**DATA FOR THE TASK**
_____

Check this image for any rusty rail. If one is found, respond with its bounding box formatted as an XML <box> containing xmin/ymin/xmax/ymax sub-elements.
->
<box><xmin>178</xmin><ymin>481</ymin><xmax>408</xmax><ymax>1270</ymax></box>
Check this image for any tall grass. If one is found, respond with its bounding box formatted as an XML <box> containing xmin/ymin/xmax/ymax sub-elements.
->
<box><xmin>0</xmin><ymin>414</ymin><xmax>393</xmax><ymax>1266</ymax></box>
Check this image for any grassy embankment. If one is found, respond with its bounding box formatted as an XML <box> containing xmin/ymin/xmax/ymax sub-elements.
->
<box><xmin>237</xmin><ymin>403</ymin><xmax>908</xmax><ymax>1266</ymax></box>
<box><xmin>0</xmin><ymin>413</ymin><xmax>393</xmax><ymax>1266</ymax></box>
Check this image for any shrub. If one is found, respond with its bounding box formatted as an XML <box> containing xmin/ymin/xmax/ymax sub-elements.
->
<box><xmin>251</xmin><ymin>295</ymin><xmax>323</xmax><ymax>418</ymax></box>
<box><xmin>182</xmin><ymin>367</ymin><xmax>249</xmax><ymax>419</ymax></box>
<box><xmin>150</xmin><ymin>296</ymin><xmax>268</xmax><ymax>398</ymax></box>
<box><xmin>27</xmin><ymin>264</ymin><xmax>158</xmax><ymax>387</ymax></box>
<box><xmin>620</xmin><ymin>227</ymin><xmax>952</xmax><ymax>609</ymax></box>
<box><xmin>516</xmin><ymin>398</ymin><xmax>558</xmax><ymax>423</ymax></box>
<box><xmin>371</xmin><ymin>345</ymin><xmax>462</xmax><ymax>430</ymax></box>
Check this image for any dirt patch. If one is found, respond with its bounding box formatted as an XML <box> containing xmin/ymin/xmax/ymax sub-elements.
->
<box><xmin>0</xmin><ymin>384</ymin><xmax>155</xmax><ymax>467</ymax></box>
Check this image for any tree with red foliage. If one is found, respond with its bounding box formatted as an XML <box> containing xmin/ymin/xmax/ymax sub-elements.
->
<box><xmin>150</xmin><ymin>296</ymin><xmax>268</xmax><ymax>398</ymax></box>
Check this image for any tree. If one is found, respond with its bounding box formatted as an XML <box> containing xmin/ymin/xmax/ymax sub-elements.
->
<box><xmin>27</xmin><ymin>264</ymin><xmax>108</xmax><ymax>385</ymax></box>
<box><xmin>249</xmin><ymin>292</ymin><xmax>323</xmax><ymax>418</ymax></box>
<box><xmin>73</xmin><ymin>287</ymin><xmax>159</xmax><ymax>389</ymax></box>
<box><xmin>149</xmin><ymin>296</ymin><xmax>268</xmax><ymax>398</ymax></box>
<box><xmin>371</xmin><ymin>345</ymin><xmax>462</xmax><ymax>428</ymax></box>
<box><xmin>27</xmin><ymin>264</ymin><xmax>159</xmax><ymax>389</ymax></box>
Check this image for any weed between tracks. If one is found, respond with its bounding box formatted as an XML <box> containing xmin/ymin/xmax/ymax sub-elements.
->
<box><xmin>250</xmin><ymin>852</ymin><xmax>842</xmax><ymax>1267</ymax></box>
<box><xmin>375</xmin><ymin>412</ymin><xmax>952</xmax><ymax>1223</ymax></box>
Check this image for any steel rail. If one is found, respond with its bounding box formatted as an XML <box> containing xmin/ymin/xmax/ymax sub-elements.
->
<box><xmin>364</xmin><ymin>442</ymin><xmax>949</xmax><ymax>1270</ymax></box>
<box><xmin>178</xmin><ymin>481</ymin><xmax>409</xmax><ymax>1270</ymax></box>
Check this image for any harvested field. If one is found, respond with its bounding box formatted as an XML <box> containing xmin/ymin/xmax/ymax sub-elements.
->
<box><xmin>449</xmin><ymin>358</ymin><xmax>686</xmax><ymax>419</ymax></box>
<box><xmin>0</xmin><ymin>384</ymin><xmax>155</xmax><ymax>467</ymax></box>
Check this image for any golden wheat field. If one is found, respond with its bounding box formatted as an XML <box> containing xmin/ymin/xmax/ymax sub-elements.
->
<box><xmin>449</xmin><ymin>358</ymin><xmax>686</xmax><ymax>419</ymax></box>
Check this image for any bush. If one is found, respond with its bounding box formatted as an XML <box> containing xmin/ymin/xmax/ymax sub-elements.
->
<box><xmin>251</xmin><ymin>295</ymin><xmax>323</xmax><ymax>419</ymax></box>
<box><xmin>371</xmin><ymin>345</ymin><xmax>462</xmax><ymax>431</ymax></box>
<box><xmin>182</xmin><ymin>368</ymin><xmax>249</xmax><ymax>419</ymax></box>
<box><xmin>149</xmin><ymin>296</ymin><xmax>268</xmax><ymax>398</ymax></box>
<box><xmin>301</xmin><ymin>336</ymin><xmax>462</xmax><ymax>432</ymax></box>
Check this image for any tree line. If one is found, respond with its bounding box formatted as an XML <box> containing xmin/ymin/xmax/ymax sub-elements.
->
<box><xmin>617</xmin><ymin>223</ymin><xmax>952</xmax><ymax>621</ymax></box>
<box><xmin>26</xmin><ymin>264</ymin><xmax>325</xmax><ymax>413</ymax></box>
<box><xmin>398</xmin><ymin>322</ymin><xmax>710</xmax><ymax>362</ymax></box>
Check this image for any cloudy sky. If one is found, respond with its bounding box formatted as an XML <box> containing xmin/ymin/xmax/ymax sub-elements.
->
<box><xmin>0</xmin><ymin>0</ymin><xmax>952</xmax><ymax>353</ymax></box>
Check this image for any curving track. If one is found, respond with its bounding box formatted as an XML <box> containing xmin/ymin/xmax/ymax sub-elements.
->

_____

**STATED TASK**
Can you move the entries over in full, starting at the line containing "Check this image for any harvested" and ending at the last entry, with 102 added to every bounding box coordinate and each request kept as well?

**RESPONSE**
Check this image for any harvested field. If one is found, respond with its bounding box formatted as an XML <box> containing xmin/ymin/xmax/ymax sub-elements.
->
<box><xmin>551</xmin><ymin>460</ymin><xmax>788</xmax><ymax>521</ymax></box>
<box><xmin>102</xmin><ymin>486</ymin><xmax>257</xmax><ymax>569</ymax></box>
Check this image for any golden wheat field. If one is found, respond with its bounding box formatted as an XML <box> containing xmin/ymin/xmax/ymax sub-elements.
->
<box><xmin>551</xmin><ymin>460</ymin><xmax>788</xmax><ymax>521</ymax></box>
Check this image for any bush. If one is found, respond with its bounding box formatted as an XML <box> containing xmin/ymin/xmax/ymax sub-elements.
->
<box><xmin>353</xmin><ymin>397</ymin><xmax>425</xmax><ymax>521</ymax></box>
<box><xmin>473</xmin><ymin>447</ymin><xmax>564</xmax><ymax>533</ymax></box>
<box><xmin>284</xmin><ymin>470</ymin><xmax>351</xmax><ymax>521</ymax></box>
<box><xmin>251</xmin><ymin>398</ymin><xmax>370</xmax><ymax>500</ymax></box>
<box><xmin>403</xmin><ymin>438</ymin><xmax>564</xmax><ymax>534</ymax></box>
Check this image for any tree line. If one is found, respond with its bounding box formatted as an XML <box> containing xmin/ymin/xmax/ymax sub-elements.
->
<box><xmin>719</xmin><ymin>325</ymin><xmax>1054</xmax><ymax>723</ymax></box>
<box><xmin>128</xmin><ymin>366</ymin><xmax>427</xmax><ymax>515</ymax></box>
<box><xmin>500</xmin><ymin>424</ymin><xmax>812</xmax><ymax>464</ymax></box>
Check this image for any cloudy sky. If one is found, respond with its bounding box formatted as an XML <box> containing xmin/ymin/xmax/ymax sub-elements.
->
<box><xmin>102</xmin><ymin>102</ymin><xmax>1054</xmax><ymax>455</ymax></box>
Check this image for any curving track. If one is found, respond with its bounding box formatted as an XML <box> containing xmin/ymin/xmax/ymax sub-elements.
->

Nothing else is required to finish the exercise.